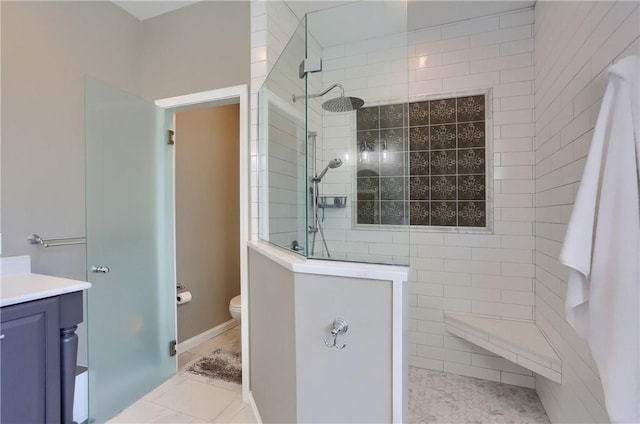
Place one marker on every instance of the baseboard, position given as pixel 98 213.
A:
pixel 206 335
pixel 254 407
pixel 81 396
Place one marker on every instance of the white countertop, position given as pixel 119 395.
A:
pixel 26 287
pixel 302 265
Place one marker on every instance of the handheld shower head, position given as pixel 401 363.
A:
pixel 333 163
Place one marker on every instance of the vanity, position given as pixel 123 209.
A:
pixel 38 345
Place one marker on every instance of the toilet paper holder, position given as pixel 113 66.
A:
pixel 340 326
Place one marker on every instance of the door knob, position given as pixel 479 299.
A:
pixel 100 269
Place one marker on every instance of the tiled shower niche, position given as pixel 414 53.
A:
pixel 423 163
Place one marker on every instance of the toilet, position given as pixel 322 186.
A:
pixel 235 307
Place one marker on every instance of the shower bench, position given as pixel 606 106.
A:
pixel 520 342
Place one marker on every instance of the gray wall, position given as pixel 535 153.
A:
pixel 199 47
pixel 47 49
pixel 207 215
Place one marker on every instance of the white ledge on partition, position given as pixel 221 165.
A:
pixel 520 342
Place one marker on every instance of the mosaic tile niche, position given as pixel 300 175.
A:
pixel 423 163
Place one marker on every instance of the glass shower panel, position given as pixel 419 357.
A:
pixel 282 150
pixel 363 203
pixel 129 205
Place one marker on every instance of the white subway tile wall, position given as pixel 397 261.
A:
pixel 457 272
pixel 489 274
pixel 575 43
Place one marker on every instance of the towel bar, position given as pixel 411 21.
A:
pixel 51 242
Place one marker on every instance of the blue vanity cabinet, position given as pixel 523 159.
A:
pixel 38 345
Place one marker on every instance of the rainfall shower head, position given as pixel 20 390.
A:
pixel 343 104
pixel 338 104
pixel 333 163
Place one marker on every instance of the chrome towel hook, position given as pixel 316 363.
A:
pixel 340 326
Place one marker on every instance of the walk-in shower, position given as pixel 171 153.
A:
pixel 319 171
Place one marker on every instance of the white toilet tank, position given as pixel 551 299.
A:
pixel 235 307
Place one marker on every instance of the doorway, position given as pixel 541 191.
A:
pixel 214 98
pixel 207 221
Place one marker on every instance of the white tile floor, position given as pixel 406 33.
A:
pixel 434 397
pixel 190 398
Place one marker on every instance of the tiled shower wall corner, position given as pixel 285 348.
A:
pixel 490 274
pixel 482 273
pixel 575 43
pixel 272 25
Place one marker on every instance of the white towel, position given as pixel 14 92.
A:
pixel 602 246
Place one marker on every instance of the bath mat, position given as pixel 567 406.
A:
pixel 219 365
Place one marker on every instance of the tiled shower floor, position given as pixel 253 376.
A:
pixel 434 397
pixel 442 398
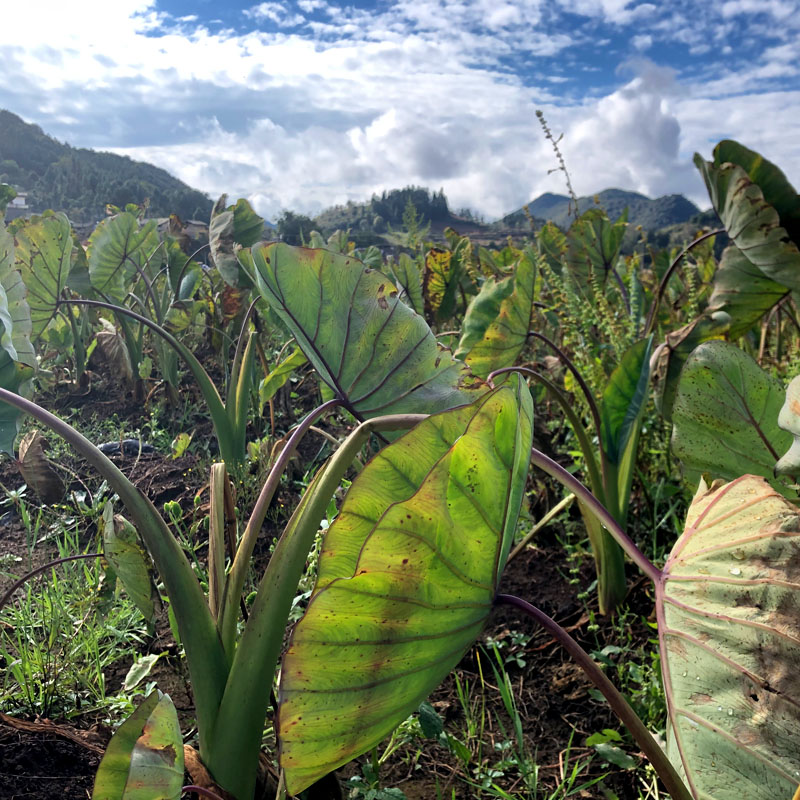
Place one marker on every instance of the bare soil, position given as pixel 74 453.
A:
pixel 553 696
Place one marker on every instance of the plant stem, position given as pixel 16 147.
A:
pixel 216 407
pixel 662 286
pixel 204 653
pixel 229 607
pixel 595 478
pixel 233 752
pixel 592 504
pixel 567 362
pixel 657 757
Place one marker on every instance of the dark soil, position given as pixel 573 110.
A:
pixel 552 695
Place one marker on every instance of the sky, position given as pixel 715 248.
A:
pixel 305 104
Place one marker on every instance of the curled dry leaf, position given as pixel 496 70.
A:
pixel 37 470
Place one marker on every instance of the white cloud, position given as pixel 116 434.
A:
pixel 418 91
pixel 278 13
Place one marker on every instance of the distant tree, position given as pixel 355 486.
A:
pixel 294 228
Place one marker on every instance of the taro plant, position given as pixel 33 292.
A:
pixel 409 570
pixel 376 355
pixel 400 589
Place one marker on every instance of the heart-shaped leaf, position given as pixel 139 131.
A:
pixel 729 628
pixel 752 222
pixel 144 759
pixel 118 250
pixel 407 577
pixel 43 256
pixel 726 415
pixel 743 291
pixel 368 346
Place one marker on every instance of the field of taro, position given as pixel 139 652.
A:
pixel 441 522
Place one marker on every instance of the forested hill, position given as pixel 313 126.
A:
pixel 81 182
pixel 387 210
pixel 651 214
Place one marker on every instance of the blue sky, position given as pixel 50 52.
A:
pixel 306 103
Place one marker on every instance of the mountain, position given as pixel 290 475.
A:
pixel 81 182
pixel 650 214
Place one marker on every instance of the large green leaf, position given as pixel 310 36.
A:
pixel 624 399
pixel 622 409
pixel 743 291
pixel 777 190
pixel 406 581
pixel 593 245
pixel 43 253
pixel 407 275
pixel 729 629
pixel 367 345
pixel 144 759
pixel 752 222
pixel 17 357
pixel 440 280
pixel 118 250
pixel 726 415
pixel 670 356
pixel 497 322
pixel 15 314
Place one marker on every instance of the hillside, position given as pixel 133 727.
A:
pixel 386 210
pixel 81 182
pixel 650 214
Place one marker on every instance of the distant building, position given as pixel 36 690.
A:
pixel 18 207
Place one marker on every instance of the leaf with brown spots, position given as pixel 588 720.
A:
pixel 407 577
pixel 728 609
pixel 758 207
pixel 725 416
pixel 373 351
pixel 144 759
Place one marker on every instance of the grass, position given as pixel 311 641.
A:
pixel 62 633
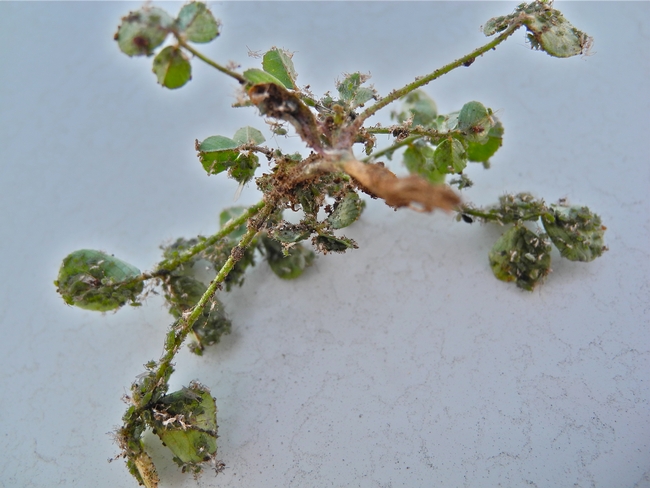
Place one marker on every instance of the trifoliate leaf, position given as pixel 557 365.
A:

- Requirement:
Copy all of the records above word for word, leaving out the pictures.

- Answer:
Place one marker on every instance of the baseboard, position given as pixel 98 213.
A:
pixel 206 335
pixel 254 407
pixel 81 396
Place one marker on every instance of the white countertop, position given as pixel 119 395.
A:
pixel 26 287
pixel 302 265
Place one marker on every instance of the handheld shower head, position given as pixel 401 363.
A:
pixel 333 163
Place one marker on every instance of the vanity, position given as pixel 123 209.
A:
pixel 38 345
Place one marker on every instance of the toilet paper holder, position given as pixel 113 66.
A:
pixel 340 326
Place one marker on every instance of the door knob, position given as pixel 479 299.
A:
pixel 100 269
Place one marker on every instance of the tiled shower niche, position given as pixel 414 53.
A:
pixel 423 163
Place one marker on every instance of the toilet, position given as pixel 322 186.
A:
pixel 235 307
Place one marker on every instance of the shower bench, position given as pixel 606 106.
A:
pixel 520 342
Place one marker on every instance of the gray wall, position given as pixel 535 153.
A:
pixel 199 47
pixel 47 49
pixel 207 215
Place one marker on every instance of the white ledge on partition, position given as pixel 221 165.
A:
pixel 520 342
Place one marker on every instance of the mosaic tile niche, position given as pixel 300 175.
A:
pixel 423 163
Place one marker on every instance of the glass shower panel, position given as pixel 419 357.
A:
pixel 282 150
pixel 363 203
pixel 129 205
Place one marker on every instance of the white subway tile wall, position given as pixel 397 261.
A:
pixel 457 272
pixel 489 274
pixel 575 43
Place one marker on every instance of the towel bar, position given as pixel 411 21.
A:
pixel 51 242
Place one marker on every instance of the blue vanity cabinet, position given as pixel 523 159.
A:
pixel 38 345
Place one marker on every instance of the rainfall shower head, position given as pixel 20 390.
A:
pixel 343 104
pixel 338 104
pixel 333 163
Place one marker on every instance of the chrome towel hook, position given as pixel 316 363.
A:
pixel 340 326
Place one marker on every instance of the walk-in shower, position given as pixel 171 153.
A:
pixel 319 171
Place one marker on every instance of the white toilet tank, position given as pixel 551 299.
A:
pixel 235 307
Place one marker on every instance of the doorway, position given as pixel 541 191.
A:
pixel 214 98
pixel 207 221
Place one marker on every instance of the white tile floor, position given as pixel 406 33.
A:
pixel 434 397
pixel 190 398
Place one marker on every instance of the tiled shower wall corner, position given as pixel 285 348.
A:
pixel 490 274
pixel 482 273
pixel 575 43
pixel 272 25
Place one marker on every instance of the white towel, position given as pixel 14 92.
A:
pixel 602 246
Place one marker on every instance of the bath mat, position given as pixel 567 406.
A:
pixel 219 365
Place one marker on every instance of the tiled shower floor, position given as pixel 253 376.
A:
pixel 434 397
pixel 442 398
Place one marker on every instance of the bare soil, position given as pixel 74 453.
A:
pixel 553 696
Place one marker on every instance of the plant stem, position given as pixel 16 147.
A:
pixel 216 407
pixel 662 286
pixel 204 653
pixel 229 607
pixel 595 478
pixel 233 752
pixel 592 504
pixel 567 362
pixel 657 757
Place one marker on every instance of the dark soil, position given as pixel 573 110.
A:
pixel 552 695
Place one marker on every instance of the sky, position given as pixel 715 248.
A:
pixel 305 104
Place one marker on every instance of the curled dry leaf, position given as pixel 496 70.
A:
pixel 37 470
Place one marker on every instance of the white cloud, position given as pixel 116 434.
A:
pixel 418 91
pixel 278 13
Place one marker on every instance of the distant tree, position given as pixel 355 486.
A:
pixel 294 228
Place one marker on every instance of the taro plant, position given as pixel 33 292.
A:
pixel 409 570
pixel 376 355
pixel 400 589
Place one marker on every instance of the heart-shaped leaf, position given as pixel 139 131.
A:
pixel 729 628
pixel 752 222
pixel 144 759
pixel 118 250
pixel 407 577
pixel 43 256
pixel 726 415
pixel 743 291
pixel 368 346
Place one marker on every instance of the field of taro, position given as pixel 139 652.
A:
pixel 441 522
Place one marker on every instance of the forested hill, position given as pixel 313 126.
A:
pixel 81 182
pixel 387 210
pixel 651 214
Place one marker on every instance of the blue sky, position given as pixel 50 52.
A:
pixel 306 103
Place one marker on every instance of the mountain, position given as pixel 290 475.
A:
pixel 81 182
pixel 650 214
Place one marker on every instance of the large green leaf, position given as pixel 310 36.
A:
pixel 624 399
pixel 622 409
pixel 743 291
pixel 777 190
pixel 406 581
pixel 593 245
pixel 43 253
pixel 407 275
pixel 729 629
pixel 367 345
pixel 144 759
pixel 752 222
pixel 17 357
pixel 440 280
pixel 118 250
pixel 726 415
pixel 670 356
pixel 497 322
pixel 15 314
Place one marker on every instance of the hillside, position given as pixel 133 727.
A:
pixel 386 210
pixel 81 182
pixel 650 214
Place one marker on every instance of the distant building, position given as pixel 36 690.
A:
pixel 18 207
Place one marker on every instance of the leaf with brown spots, position given as pixel 588 720.
A:
pixel 407 577
pixel 728 609
pixel 758 207
pixel 725 416
pixel 373 351
pixel 144 759
Place one marker on every instance of the grass, position given as pixel 311 641.
A:
pixel 62 633
Place one marker on every instance of the trifoliate leaf, position given as pixel 557 365.
A:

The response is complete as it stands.